[Stored items]
▽
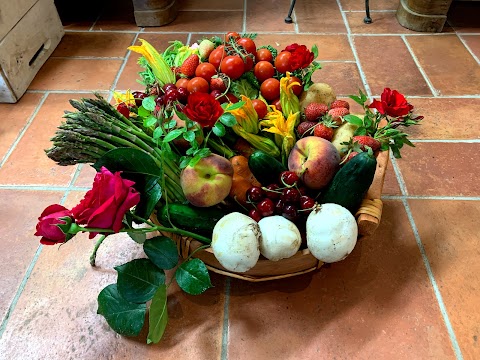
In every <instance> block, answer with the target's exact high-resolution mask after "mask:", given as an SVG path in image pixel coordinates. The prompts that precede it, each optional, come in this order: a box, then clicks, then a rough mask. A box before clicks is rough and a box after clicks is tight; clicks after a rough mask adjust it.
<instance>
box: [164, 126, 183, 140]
mask: <svg viewBox="0 0 480 360" xmlns="http://www.w3.org/2000/svg"><path fill="white" fill-rule="evenodd" d="M184 131H185V129H184V128H182V129H175V130H172V131H170V132H169V133H168V134H167V135H165V137H164V138H163V142H166V143H167V142H170V141H172V140H175V139H176V138H177V137H179V136H180V135H182V134H183V133H184Z"/></svg>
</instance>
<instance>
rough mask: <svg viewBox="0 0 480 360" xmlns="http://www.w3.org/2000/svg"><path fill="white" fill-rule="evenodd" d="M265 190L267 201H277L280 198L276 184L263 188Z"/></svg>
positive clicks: (267, 186) (272, 184)
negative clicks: (270, 199) (273, 200)
mask: <svg viewBox="0 0 480 360" xmlns="http://www.w3.org/2000/svg"><path fill="white" fill-rule="evenodd" d="M265 189H266V190H265V196H266V197H268V198H269V199H272V200H277V199H278V198H280V193H279V190H278V189H280V186H278V185H277V184H270V185H268V186H267V187H265Z"/></svg>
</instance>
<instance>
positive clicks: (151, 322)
mask: <svg viewBox="0 0 480 360" xmlns="http://www.w3.org/2000/svg"><path fill="white" fill-rule="evenodd" d="M148 320H149V326H148V336H147V344H151V343H154V344H156V343H158V342H159V341H160V340H161V339H162V336H163V333H164V332H165V328H166V327H167V322H168V311H167V287H166V286H165V285H161V286H160V287H159V288H158V290H157V291H156V293H155V295H154V296H153V300H152V304H151V305H150V313H149V316H148Z"/></svg>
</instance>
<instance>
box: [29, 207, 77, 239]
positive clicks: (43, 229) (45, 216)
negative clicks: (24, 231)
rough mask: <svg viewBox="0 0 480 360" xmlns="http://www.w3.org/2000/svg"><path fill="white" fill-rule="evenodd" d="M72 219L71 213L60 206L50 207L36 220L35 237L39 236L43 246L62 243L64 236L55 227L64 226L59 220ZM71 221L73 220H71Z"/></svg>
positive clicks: (62, 231)
mask: <svg viewBox="0 0 480 360" xmlns="http://www.w3.org/2000/svg"><path fill="white" fill-rule="evenodd" d="M64 217H72V212H71V211H70V210H68V209H67V208H65V207H63V206H62V205H58V204H55V205H50V206H48V207H47V208H46V209H45V210H43V212H42V214H41V215H40V217H39V218H38V224H37V228H36V230H37V231H36V232H35V236H41V237H42V238H41V239H40V243H42V244H44V245H55V244H61V243H64V242H65V240H66V235H65V234H64V233H63V231H62V230H60V228H59V227H58V226H57V225H58V224H66V222H65V221H63V220H60V218H64ZM72 221H73V219H72Z"/></svg>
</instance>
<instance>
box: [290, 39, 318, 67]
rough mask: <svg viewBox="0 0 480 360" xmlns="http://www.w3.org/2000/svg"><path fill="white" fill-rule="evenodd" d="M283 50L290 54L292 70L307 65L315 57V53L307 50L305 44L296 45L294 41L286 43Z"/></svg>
mask: <svg viewBox="0 0 480 360" xmlns="http://www.w3.org/2000/svg"><path fill="white" fill-rule="evenodd" d="M285 50H286V51H290V53H291V54H292V56H291V57H290V66H291V68H292V71H294V70H297V69H304V68H306V67H308V66H309V65H310V64H311V63H312V61H313V59H314V58H315V55H314V54H313V53H312V52H311V51H310V50H308V49H307V47H306V46H305V45H298V44H296V43H295V44H291V45H288V46H287V47H286V48H285Z"/></svg>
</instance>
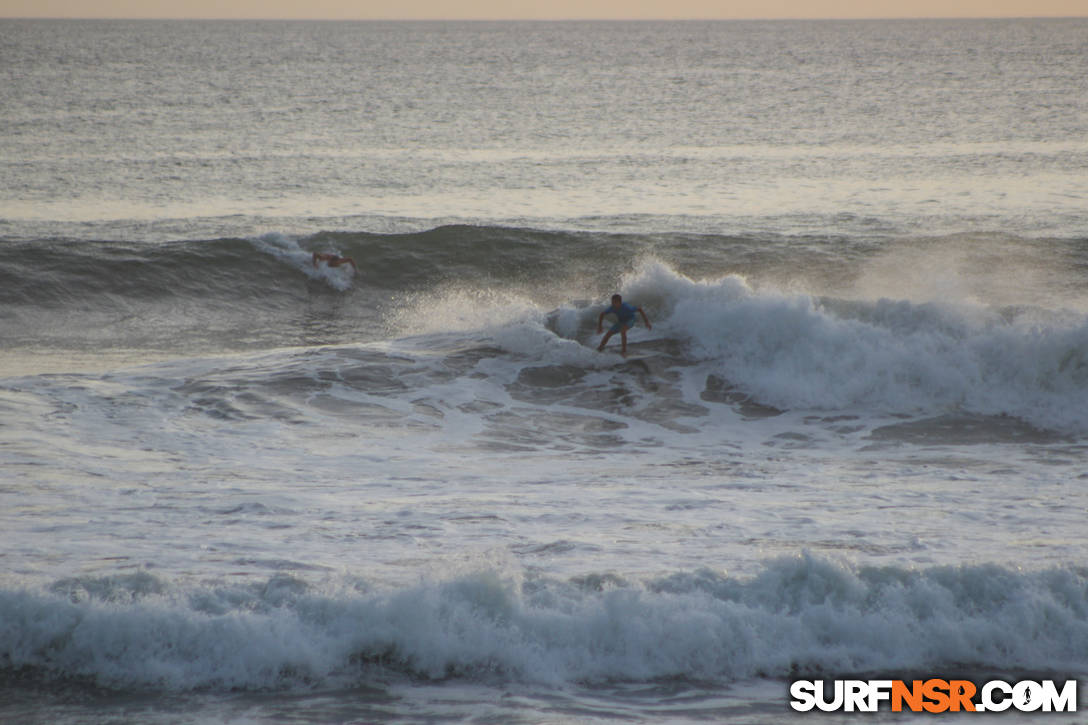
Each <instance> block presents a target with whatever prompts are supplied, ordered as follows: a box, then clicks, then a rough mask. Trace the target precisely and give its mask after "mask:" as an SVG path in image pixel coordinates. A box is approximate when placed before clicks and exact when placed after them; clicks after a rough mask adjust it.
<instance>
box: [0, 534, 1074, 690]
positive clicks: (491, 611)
mask: <svg viewBox="0 0 1088 725" xmlns="http://www.w3.org/2000/svg"><path fill="white" fill-rule="evenodd" d="M0 614H2V622H3V623H4V625H3V627H2V628H0V663H2V664H0V667H2V668H3V669H8V671H9V672H12V671H24V672H25V671H34V672H38V673H41V675H42V676H45V677H75V678H87V679H90V680H92V681H95V683H96V684H98V685H99V686H102V687H108V688H116V689H147V688H151V689H156V690H166V691H186V690H194V689H211V690H230V689H237V688H240V689H276V690H284V689H297V688H311V687H335V686H351V685H357V684H359V683H360V681H363V683H364V681H367V680H368V679H370V678H373V677H388V676H391V675H393V674H395V673H401V674H405V675H407V676H410V677H423V678H431V679H434V678H437V679H442V678H448V677H456V678H466V677H467V678H470V679H479V678H483V679H490V678H496V677H497V678H499V679H510V680H518V681H531V683H537V684H545V685H562V684H565V683H605V681H616V680H628V681H645V680H654V679H658V678H675V677H680V678H689V679H693V680H708V681H721V683H726V681H733V680H738V679H744V678H752V677H769V678H777V679H786V678H790V677H793V676H796V675H798V674H799V673H805V674H821V675H823V674H826V675H828V676H834V675H846V674H851V673H862V672H892V673H894V672H901V673H902V672H923V671H925V672H931V673H940V672H942V671H945V669H954V671H955V672H957V673H963V672H965V671H975V672H993V671H1002V672H1009V671H1021V672H1027V671H1036V672H1039V671H1054V672H1056V671H1063V672H1065V673H1066V674H1068V675H1075V674H1084V673H1086V672H1088V656H1086V652H1088V624H1086V623H1088V616H1086V615H1088V576H1086V574H1085V573H1084V572H1079V570H1075V569H1067V568H1055V569H1048V570H1042V572H1036V573H1022V572H1016V570H1011V569H1007V568H1004V567H1000V566H996V565H979V566H960V567H937V568H931V569H924V570H908V569H902V568H897V567H861V568H857V567H852V566H849V565H845V564H842V563H838V562H833V561H829V560H825V558H818V557H814V556H809V555H799V556H795V557H789V558H783V560H778V561H774V562H770V563H768V564H767V565H766V567H765V568H764V570H763V572H762V573H761V574H758V575H757V576H755V577H754V578H752V579H737V578H731V577H728V576H726V575H722V574H720V573H716V572H712V570H697V572H685V573H676V574H672V575H670V576H666V577H663V578H658V579H653V580H647V581H627V580H625V579H622V578H619V577H616V576H613V575H608V576H601V577H582V578H578V579H574V580H570V581H557V580H548V579H535V580H533V579H528V580H526V579H521V578H520V577H519V576H517V575H514V576H511V575H509V574H506V573H502V572H496V570H482V572H479V573H474V574H467V575H461V576H457V577H454V578H450V579H447V580H444V581H433V582H429V583H421V585H418V586H413V587H407V588H403V589H393V590H388V591H371V590H369V589H368V588H367V587H366V586H364V585H361V583H359V582H355V583H354V585H349V586H339V587H335V588H330V587H316V586H312V585H309V583H307V582H305V581H302V580H299V579H295V578H293V577H290V576H287V575H279V576H276V577H274V578H273V579H271V580H269V581H267V582H263V583H254V585H251V586H249V587H226V586H222V587H214V588H193V589H186V588H184V587H175V586H173V585H171V583H170V582H163V581H159V580H156V579H154V578H153V577H150V576H149V575H137V576H134V577H129V578H128V579H127V580H114V581H111V582H109V583H103V582H102V581H101V580H98V581H96V580H87V581H84V582H82V583H81V582H78V581H73V580H70V581H66V582H60V583H59V585H58V586H55V587H54V588H53V591H49V592H42V591H26V590H12V589H8V590H4V591H3V592H2V593H0Z"/></svg>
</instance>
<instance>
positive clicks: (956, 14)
mask: <svg viewBox="0 0 1088 725" xmlns="http://www.w3.org/2000/svg"><path fill="white" fill-rule="evenodd" d="M1085 15H1088V0H0V17H283V19H330V20H339V19H360V20H371V19H391V20H397V19H405V20H408V19H442V20H447V19H448V20H455V19H480V20H492V19H496V20H498V19H504V20H505V19H548V20H551V19H672V17H684V19H719V17H720V19H757V17H775V19H778V17H1025V16H1029V17H1030V16H1034V17H1043V16H1085Z"/></svg>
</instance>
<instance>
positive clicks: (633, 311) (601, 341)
mask: <svg viewBox="0 0 1088 725" xmlns="http://www.w3.org/2000/svg"><path fill="white" fill-rule="evenodd" d="M635 312H638V314H639V315H641V316H642V321H643V322H645V323H646V329H647V330H653V329H654V325H652V324H651V323H650V318H647V317H646V314H645V312H643V311H642V308H641V307H635V306H634V305H631V304H629V303H626V302H623V298H622V297H621V296H619V295H613V304H611V307H609V308H608V309H606V310H605V311H603V312H601V317H598V318H597V334H601V332H602V331H603V330H604V321H605V315H615V316H616V324H614V325H613V327H611V329H610V330H609V331H608V332H606V333H605V336H604V337H602V339H601V344H599V345H598V346H597V351H603V349H604V348H605V345H607V344H608V341H609V340H610V339H611V336H613V335H614V334H616V333H617V332H618V333H619V339H620V342H621V343H622V344H621V345H620V355H625V356H626V355H627V331H628V330H630V329H631V328H633V327H634V314H635Z"/></svg>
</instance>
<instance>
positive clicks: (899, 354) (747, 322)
mask: <svg viewBox="0 0 1088 725" xmlns="http://www.w3.org/2000/svg"><path fill="white" fill-rule="evenodd" d="M625 296H630V297H636V298H639V300H640V302H642V304H644V305H645V304H648V305H651V306H652V307H651V309H654V308H656V309H657V310H658V311H657V315H658V316H659V318H660V322H659V323H658V324H659V327H660V329H662V331H663V334H666V335H669V336H675V337H679V339H682V340H685V341H687V342H688V344H689V346H690V348H691V351H692V352H693V354H694V355H695V356H696V357H700V358H702V359H704V360H705V361H707V362H708V364H709V367H708V369H709V370H710V371H712V372H714V373H716V374H719V376H721V377H724V378H726V379H727V380H729V381H730V382H732V383H733V384H735V385H738V386H739V388H740V389H742V390H744V391H745V392H746V393H749V394H751V395H753V396H755V397H756V398H757V400H759V401H761V402H763V403H766V404H770V405H775V406H778V407H782V408H789V409H808V408H813V409H829V410H837V409H849V408H857V407H861V408H867V409H870V410H873V411H875V413H922V414H942V413H948V411H966V413H973V414H981V415H1012V416H1016V417H1019V418H1023V419H1024V420H1027V421H1028V422H1031V423H1034V425H1036V426H1039V427H1042V428H1053V429H1059V430H1063V431H1072V432H1084V431H1086V430H1088V318H1086V317H1084V316H1079V315H1073V314H1070V312H1068V311H1064V312H1062V314H1054V315H1052V316H1047V315H1042V314H1041V312H1040V310H1029V311H1028V312H1025V314H1024V315H1023V316H1016V315H1014V316H1013V317H1012V319H1009V317H1007V315H1005V316H1002V315H1000V314H999V312H998V311H997V310H990V309H988V308H984V307H979V306H977V305H974V304H969V303H959V304H956V303H926V304H916V303H911V302H906V300H892V299H879V300H874V302H856V303H846V302H844V300H821V299H819V298H817V297H815V296H813V295H806V294H791V293H786V292H782V291H780V290H777V288H772V287H771V288H761V290H756V288H754V287H752V286H751V285H750V284H749V283H747V282H746V281H745V280H744V279H742V278H740V277H726V278H722V279H716V280H705V281H694V280H691V279H689V278H685V277H683V275H681V274H679V273H677V272H675V271H673V270H671V269H669V268H668V267H666V266H664V265H662V263H650V265H646V266H644V267H643V268H642V269H640V270H639V272H638V273H636V274H634V275H632V277H631V278H629V279H628V280H627V282H626V284H625ZM656 330H657V328H655V331H656Z"/></svg>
△
PROBLEM REQUIREMENTS:
Revise the lines from the start of the items through the line that contains "positive clicks: (267, 186) (272, 184)", changing "rough mask" to "coarse mask" and leaving all else as it is. Leave the pictures out of your answer.

RESULT OF THE EXERCISE:
In every <instance> block, answer with the target's exact high-resolution mask after "mask:", given as an SVG path in image pixel coordinates. The prompts that precede it, each optional, come in this order: a box, then clicks, then a coarse mask. A box before clicks is rough and a box after clicks is tight; clicks after a coarse mask adjust it.
<instance>
box: [164, 126, 183, 140]
mask: <svg viewBox="0 0 480 360" xmlns="http://www.w3.org/2000/svg"><path fill="white" fill-rule="evenodd" d="M184 131H185V129H184V128H182V129H175V130H172V131H170V132H169V133H168V134H167V135H165V137H164V138H163V142H166V143H167V142H170V141H172V140H175V139H176V138H177V137H179V136H180V135H182V134H183V133H184Z"/></svg>
</instance>
<instance>
coarse mask: <svg viewBox="0 0 480 360" xmlns="http://www.w3.org/2000/svg"><path fill="white" fill-rule="evenodd" d="M265 190L267 201H277L280 198L276 184L263 188Z"/></svg>
positive clicks: (267, 186) (272, 184)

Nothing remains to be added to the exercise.